## BEGIN TEXT TO READ

Testing inverter voltage THD is not normally done with a changing load. First load to test with while designing an inverter is with a resistive load, then the load can be changed to something different which has to sink as well as source. The THD and P.F. is normally tested with a decent power meter and as far as I have seen only includes up to around the 40th or 50th harmonics or so.
It looks to me that they may be trying to emulate a PV array by requiring the 10 Ohm source resistance. 450 VDC is approximately the max power point voltage of an array applied to a 600VDC maximum V inverter system (80% of Voc)
They obviously want SiC and GaN semiconductors to be part of this which makes sense by seeing the company names listed.
I can only say good luck on this challenge.
boB K7IQ
To get the last 1% or 2%, the inverter must adaptively matched to the characteristic of the load, to minimize losses.
Valid or not, we have to play by their rules. A typical household appliance, the fridge, turns on and off. I am sure it will be included in the test, perhaps with a blender running as well.
On Wed, 23 Jul 2014 22:15:27 -0700 in sci.electronics.design, Jeff Liebermann wrote,
A sphere would be the *smallest* surface area. They specify a rectangular box. And the largest surface area is something thin and flat.
Great question ! And some nice heat-time calculations.
If this ~IS~ supposed to be an inverter operated strictly by PV input at 450V, the sun-hours available won't even be at 9 hours before the insolation (irradiance) reduces and power source availablility drops so that helps there, although even grid tie inverters are measured as if they are continuous duty or until the temperature stops rising.
boB K7IQ
More than that. They want something like a tablet or closed laptop. Perhaps something that can be shipped with priority mail.
A good inverter will have good surge capacity, fast voltage regulation with changing loads and decent short circuit/overload/overtemperature protection. I'm not sure if they mentioned that in the specs or not ?
boB
If Google wanted a specific form factor, they should have specified it. The problem with an 8x10x0.5 package is that half the dissipative surface area is wasted on where the bottom of the package sits on the floor or is mounted to the wall. I would do better with a cube, which only wastes 1/6th the surface area.
I know that Google is testing it essentially suspended in space. From:
So, the box loses 0.25 in^2 times 4 posts for a total of one square inch out of a total surface area of: Area = 6 * 3.4^2in = 69 in^2 A loss of 1/69th in irradiative area is not too bad. However, in my never humble opinion, it's quite unrealistic. Whether a cube or your slab, it's going to be mounted flat against something that's going to prevent radiation, block convection, and possibly offer come heat removal by conduction. If it's mounted on an insulated wall board, it's an insulator and there's no heat conduction.

## END TEXT TO READ

:: WRITTEN EXERCISE A ::
Answer these questions using the forum thread on the inverter design challenge:
(i) What source resistance is described as possibly being required to emulate a PV array?
(ii) Which shape is said to have the smallest surface area?
(iii) What fraction of the surface area would a cube waste, according to the thread?
:: WRITTEN EXERCISE B ::
List every quality that the forum thread on the inverter design challenge says a good inverter will have.
:: WRITTEN EXERCISE C ::
Extend the forum thread on the inverter design challenge, beginning right after its final sentence.

## BEGIN DATA EXCERPTS

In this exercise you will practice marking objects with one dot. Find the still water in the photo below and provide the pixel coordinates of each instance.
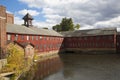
(80, 67)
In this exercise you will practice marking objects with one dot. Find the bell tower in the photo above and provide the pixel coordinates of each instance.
(2, 32)
(27, 20)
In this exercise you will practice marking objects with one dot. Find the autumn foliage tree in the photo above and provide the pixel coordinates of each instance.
(66, 25)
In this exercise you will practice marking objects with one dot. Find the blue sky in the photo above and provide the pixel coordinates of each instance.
(46, 13)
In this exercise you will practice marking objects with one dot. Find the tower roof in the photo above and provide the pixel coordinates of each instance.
(28, 16)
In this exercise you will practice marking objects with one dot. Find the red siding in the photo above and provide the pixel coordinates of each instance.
(47, 43)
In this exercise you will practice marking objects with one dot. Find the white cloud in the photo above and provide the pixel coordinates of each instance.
(9, 12)
(18, 20)
(89, 13)
(25, 11)
(114, 22)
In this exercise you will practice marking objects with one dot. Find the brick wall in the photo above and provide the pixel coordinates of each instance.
(9, 18)
(2, 31)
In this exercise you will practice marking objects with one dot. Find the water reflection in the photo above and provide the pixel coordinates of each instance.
(77, 67)
(47, 67)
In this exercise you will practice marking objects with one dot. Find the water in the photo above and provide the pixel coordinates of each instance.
(82, 67)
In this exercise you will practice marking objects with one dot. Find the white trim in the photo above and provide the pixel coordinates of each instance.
(2, 17)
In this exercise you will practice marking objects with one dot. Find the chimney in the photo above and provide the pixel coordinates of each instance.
(2, 32)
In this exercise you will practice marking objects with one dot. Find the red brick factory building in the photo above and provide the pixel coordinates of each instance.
(45, 41)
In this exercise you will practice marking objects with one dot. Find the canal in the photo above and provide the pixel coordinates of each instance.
(79, 67)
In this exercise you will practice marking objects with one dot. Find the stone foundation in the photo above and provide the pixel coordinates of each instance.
(91, 51)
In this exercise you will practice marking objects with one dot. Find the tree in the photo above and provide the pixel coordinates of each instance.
(45, 28)
(66, 25)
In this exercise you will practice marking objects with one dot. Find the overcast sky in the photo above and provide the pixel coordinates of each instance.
(46, 13)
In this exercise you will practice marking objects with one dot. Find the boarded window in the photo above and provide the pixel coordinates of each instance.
(8, 37)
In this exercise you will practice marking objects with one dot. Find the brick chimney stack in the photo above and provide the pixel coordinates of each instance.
(2, 32)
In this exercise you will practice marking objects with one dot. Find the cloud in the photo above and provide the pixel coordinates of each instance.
(18, 20)
(89, 13)
(25, 11)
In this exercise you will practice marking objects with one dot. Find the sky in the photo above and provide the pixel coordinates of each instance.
(90, 14)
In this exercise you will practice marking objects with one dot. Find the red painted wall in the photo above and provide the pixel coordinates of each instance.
(102, 41)
(47, 43)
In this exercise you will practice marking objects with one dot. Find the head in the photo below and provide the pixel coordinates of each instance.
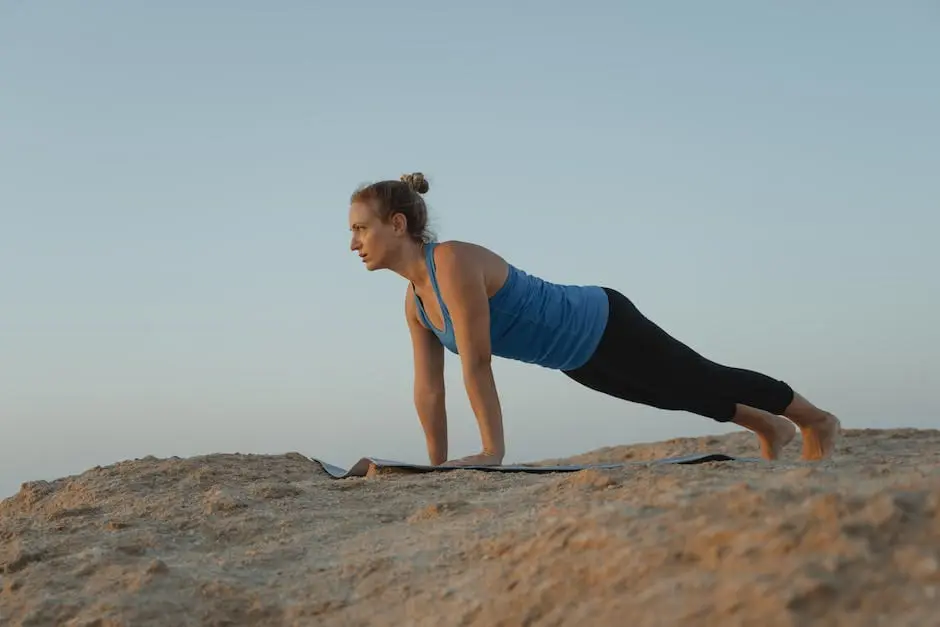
(389, 220)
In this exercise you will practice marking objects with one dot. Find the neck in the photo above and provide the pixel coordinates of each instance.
(410, 264)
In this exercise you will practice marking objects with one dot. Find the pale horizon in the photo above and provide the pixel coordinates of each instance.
(760, 180)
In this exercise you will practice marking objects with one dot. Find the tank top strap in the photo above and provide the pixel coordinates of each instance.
(432, 274)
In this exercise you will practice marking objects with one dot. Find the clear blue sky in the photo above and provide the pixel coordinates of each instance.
(761, 178)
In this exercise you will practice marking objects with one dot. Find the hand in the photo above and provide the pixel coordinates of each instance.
(480, 459)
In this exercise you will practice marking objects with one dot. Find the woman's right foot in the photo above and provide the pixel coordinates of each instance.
(820, 436)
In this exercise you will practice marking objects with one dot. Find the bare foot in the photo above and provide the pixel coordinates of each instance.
(819, 438)
(772, 440)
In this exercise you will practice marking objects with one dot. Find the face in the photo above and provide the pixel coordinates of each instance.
(376, 242)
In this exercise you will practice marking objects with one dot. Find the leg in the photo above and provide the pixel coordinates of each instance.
(772, 432)
(638, 361)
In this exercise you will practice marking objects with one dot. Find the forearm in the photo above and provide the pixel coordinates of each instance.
(432, 413)
(484, 399)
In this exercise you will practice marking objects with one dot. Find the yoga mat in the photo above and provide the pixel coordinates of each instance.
(361, 468)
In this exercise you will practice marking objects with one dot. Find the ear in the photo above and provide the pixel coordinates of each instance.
(400, 224)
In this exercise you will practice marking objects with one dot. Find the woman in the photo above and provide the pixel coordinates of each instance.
(465, 297)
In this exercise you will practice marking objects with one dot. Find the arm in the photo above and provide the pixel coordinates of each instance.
(429, 383)
(463, 288)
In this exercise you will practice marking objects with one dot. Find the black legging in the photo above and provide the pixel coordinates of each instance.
(638, 361)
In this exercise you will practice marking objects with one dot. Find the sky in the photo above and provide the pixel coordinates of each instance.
(761, 179)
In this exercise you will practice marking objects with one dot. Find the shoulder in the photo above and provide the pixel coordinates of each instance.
(457, 257)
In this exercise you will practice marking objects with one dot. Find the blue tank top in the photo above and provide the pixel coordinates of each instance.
(532, 320)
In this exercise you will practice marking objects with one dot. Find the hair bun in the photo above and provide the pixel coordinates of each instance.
(417, 182)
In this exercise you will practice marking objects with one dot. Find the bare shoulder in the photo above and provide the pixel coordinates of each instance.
(457, 258)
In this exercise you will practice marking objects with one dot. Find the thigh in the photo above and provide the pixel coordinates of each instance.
(605, 379)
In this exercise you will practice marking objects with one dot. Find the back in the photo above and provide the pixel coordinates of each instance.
(553, 325)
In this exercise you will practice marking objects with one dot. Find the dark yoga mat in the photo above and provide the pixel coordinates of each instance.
(361, 468)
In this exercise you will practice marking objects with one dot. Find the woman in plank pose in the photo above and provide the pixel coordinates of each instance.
(469, 299)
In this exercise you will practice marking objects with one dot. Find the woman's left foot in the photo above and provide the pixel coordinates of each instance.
(780, 433)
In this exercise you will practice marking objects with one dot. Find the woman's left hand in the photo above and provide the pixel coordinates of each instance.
(480, 459)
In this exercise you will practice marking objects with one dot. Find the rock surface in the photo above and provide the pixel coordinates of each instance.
(271, 540)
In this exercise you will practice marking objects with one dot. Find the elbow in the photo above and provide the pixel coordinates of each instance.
(477, 363)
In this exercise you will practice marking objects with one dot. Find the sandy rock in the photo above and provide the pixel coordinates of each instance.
(269, 540)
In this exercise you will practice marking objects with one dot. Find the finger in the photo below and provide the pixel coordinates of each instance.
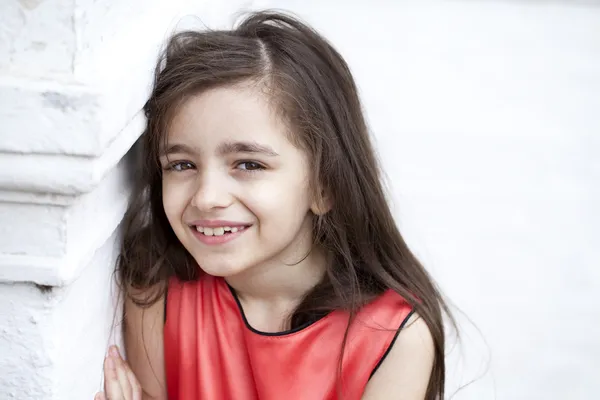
(121, 373)
(112, 387)
(136, 388)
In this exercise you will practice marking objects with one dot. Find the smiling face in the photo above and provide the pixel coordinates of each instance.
(235, 189)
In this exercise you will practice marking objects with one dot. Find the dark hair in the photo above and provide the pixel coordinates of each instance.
(313, 90)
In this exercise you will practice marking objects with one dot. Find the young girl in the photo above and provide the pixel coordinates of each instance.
(260, 259)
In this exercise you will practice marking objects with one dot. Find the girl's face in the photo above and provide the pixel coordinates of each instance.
(235, 189)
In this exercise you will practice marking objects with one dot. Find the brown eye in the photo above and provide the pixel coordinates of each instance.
(250, 166)
(181, 166)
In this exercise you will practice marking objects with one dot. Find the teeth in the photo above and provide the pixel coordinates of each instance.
(218, 231)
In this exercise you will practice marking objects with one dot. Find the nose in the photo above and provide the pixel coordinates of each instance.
(211, 192)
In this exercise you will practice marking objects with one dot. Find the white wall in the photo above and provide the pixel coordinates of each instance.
(486, 118)
(74, 75)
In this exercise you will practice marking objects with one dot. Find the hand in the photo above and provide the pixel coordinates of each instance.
(119, 381)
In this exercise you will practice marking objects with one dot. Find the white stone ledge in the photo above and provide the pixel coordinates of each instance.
(45, 173)
(85, 225)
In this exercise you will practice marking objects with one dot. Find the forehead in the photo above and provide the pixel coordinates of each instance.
(227, 114)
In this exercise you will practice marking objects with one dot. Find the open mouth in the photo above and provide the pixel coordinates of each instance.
(219, 230)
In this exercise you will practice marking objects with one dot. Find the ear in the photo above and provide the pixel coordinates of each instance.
(322, 204)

## END DATA EXCERPTS

:: REPLY A ::
(i) 10 Ohm
(ii) A sphere
(iii) 1/6th

:: REPLY B ::
- Good surge capacity
- Fast voltage regulation with changing loads
- Decent short circuit/overload/overtemperature protection

:: REPLY C ::
That's the hard way. Each cycle of 60 Hz is quite repetitive. The load may change with the applied instantaneous voltage, but most of the cycles and load conditions look exactly like their predecessors. It would only be necessary to measure the load for the current cycle at as many points as practical, and adjust the subsequent voltage waveforms so that they fit the predicted load for maximum efficiency. If the load happens to change, one or two cycles might be screwed up, but after readjustment, the waveform is back to where it started. Trying to instantaneously track what is probably a fairly stable load is overkill.
That was NOT a rhetorical question. I'm quite serious. How is miniaturizing such an inverter going to provide the three goals that Google specified? "Making them smaller would enable more solar powered homes, more efficient distributed electrical grids, and could help bring electricity to the most remote parts of the planet." I don't see the connection, but maybe I'm missing something.
Also, what's with the 450 VDC input in series with 10 ohms? I don't know of any alternative energy power source that produces a constant output voltage. Well, maybe a steam turbine under ideal conditions powered by a nuclear reactor. Still, even these have voltage ranges.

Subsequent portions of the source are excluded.